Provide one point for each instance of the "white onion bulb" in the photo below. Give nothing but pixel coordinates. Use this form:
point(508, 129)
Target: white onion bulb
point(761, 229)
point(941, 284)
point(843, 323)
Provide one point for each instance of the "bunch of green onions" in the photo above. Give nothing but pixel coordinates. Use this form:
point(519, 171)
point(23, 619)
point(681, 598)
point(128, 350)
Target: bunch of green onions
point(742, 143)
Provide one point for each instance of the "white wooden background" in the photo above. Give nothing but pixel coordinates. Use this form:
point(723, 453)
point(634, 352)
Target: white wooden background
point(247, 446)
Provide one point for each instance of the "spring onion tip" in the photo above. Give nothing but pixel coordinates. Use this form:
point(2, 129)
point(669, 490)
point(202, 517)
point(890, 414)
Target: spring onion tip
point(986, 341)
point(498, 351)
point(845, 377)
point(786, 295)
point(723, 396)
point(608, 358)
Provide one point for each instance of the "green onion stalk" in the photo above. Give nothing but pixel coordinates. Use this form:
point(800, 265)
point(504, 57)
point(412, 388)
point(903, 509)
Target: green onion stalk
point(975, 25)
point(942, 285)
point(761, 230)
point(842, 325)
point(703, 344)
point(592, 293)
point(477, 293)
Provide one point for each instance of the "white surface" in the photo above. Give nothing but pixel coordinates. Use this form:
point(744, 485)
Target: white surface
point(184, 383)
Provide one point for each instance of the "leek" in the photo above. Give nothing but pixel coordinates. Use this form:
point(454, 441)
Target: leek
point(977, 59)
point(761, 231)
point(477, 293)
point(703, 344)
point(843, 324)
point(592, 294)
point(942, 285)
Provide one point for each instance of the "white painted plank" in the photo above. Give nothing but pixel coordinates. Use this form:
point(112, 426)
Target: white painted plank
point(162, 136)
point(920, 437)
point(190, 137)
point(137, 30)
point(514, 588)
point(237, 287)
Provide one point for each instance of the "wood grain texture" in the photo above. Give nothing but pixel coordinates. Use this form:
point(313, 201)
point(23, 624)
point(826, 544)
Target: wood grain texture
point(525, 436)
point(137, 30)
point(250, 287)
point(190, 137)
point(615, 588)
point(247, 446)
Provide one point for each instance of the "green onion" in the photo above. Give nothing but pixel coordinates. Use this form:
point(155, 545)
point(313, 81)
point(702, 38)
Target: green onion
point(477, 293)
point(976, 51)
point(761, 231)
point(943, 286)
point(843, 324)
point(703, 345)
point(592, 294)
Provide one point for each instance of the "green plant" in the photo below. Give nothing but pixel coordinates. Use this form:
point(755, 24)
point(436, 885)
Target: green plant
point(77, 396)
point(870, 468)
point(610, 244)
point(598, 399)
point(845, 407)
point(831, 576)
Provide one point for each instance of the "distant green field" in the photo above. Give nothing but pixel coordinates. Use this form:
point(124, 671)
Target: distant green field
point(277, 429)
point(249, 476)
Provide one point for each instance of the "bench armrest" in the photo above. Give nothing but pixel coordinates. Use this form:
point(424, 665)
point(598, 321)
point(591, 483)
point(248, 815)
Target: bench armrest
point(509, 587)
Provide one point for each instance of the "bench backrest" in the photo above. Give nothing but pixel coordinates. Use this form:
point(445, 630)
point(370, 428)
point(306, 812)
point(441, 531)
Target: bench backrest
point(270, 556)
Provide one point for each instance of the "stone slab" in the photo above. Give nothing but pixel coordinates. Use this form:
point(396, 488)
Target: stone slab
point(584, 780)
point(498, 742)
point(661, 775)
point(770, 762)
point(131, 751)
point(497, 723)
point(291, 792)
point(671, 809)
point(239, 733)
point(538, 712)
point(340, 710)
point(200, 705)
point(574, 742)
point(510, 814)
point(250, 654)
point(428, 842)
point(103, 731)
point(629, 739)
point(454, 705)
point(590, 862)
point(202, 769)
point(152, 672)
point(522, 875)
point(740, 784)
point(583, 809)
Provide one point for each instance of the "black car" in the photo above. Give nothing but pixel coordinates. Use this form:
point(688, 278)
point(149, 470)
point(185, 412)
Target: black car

————————

### [Objective]
Rewrite the entries from the first line up to and including the line with "point(608, 358)", changing "spring onion tip" to "scallion tip" and keeping everything else the same.

### [Answer in full]
Provide one point for each instance of the "white onion bulb" in the photo below. Give nothing but pixel coordinates. Use this form:
point(508, 129)
Target: white onion bulb
point(761, 229)
point(941, 284)
point(843, 323)
Provide one point for each instance of the "bunch of green onions" in the photo above. Give nothing but pixel coordinates. Use this form:
point(519, 171)
point(23, 619)
point(681, 598)
point(128, 350)
Target: bunch of green onions
point(742, 143)
Provide one point for each instance of the "white wooden background" in the photo above. Give nothing but pixel coordinates. Use this form:
point(723, 453)
point(634, 352)
Target: white wooden background
point(247, 446)
Provide one point for each instance of the "scallion tip" in the photo above. Give nothing but pixel coordinates. Use this form:
point(2, 129)
point(669, 490)
point(202, 517)
point(890, 414)
Target: scallion tip
point(986, 341)
point(498, 351)
point(845, 377)
point(786, 295)
point(723, 396)
point(608, 358)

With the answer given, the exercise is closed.